## [Excerpted text]
[pdal] About litree filter output: "PDAL: All points collinear"

Wed Dec 28 10:44:57 PST 2022

> On Dec 27, 2022, at 9:28 PM, Ulises Ibarra <ulisesmartinibarra at gmail.com> wrote:
> 
> In total I have 47 scans of that piece of rainforest. A question: What do you think about the processing time of a large file that contains the 47 scans: Could it take 24 hours X 47 files = 1128 hours?

The AWS spot rate for a c7g.2xlarge in the Oregon region is $0.142. That's 8 cpus and 16gb of RAM. Naively splitting your 1128 compute hours over that (1128/8 * 0.142) brings up a total cost of $20.002 

PDAL purposefully does not split up data and try to internally optimize the computing of pipelines because they are extremely sensitive to the various filters and their configurations. It is on users to divide and conquer on their own with PDAL. For filters.litree, that means breaking the data up and trying to find the filters.sample.radius setting that gives you good enough results without blowing up memory or computation time.

Your pipeline with filters.litree is obviously not very efficient, but the cost in effort to optimize it for one-time compute jobs far outstrips the cost of parallelizing the computation in the cloud somewhere and being done with it. That math obviously changes if you need to process the entire rainforest with filters.litree :)

Howard

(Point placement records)

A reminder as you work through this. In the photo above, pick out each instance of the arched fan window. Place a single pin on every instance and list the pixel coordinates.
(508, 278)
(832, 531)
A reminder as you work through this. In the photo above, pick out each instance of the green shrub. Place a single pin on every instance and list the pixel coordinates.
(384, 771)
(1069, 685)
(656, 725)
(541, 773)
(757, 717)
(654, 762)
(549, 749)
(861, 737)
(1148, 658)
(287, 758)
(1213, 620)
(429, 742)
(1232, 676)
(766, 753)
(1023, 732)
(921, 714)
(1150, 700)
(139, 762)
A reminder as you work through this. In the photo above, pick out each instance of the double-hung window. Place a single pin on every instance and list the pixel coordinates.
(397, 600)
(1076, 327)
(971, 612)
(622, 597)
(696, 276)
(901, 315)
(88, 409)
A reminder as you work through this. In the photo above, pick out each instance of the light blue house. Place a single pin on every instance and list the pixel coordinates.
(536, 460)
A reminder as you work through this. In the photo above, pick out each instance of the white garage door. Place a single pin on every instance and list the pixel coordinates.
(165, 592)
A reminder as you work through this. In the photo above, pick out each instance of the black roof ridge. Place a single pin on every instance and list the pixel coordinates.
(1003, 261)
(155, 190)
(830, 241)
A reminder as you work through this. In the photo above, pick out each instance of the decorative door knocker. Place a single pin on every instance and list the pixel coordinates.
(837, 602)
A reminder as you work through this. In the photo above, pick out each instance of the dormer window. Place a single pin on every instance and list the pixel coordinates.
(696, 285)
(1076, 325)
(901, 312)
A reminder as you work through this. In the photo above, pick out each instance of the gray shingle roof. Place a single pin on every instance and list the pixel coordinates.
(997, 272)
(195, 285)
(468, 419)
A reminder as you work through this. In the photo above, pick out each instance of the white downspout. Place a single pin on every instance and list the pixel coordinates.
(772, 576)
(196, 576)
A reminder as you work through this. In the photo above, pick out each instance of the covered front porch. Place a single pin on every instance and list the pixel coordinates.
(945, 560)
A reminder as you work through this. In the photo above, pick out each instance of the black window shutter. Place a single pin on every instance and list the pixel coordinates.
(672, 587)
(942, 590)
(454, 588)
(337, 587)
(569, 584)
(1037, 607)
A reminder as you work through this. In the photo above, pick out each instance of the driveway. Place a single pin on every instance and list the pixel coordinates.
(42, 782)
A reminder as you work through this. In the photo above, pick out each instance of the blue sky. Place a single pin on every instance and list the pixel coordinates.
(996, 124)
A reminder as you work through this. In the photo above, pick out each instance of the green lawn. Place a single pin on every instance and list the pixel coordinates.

## [Requirements]
Summarize the PDAL thread in two sentences. The records are not needed here.

## [Response below]
PDAL deliberately leaves splitting data and optimizing pipeline computation to users, which for filters.litree means breaking the data up and finding a filters.sample.radius setting that gives good enough results without blowing up memory or computation time. For a one-time compute job, the effort of optimizing an inefficient filters.litree pipeline far outstrips the cost of parallelizing the computation in the cloud.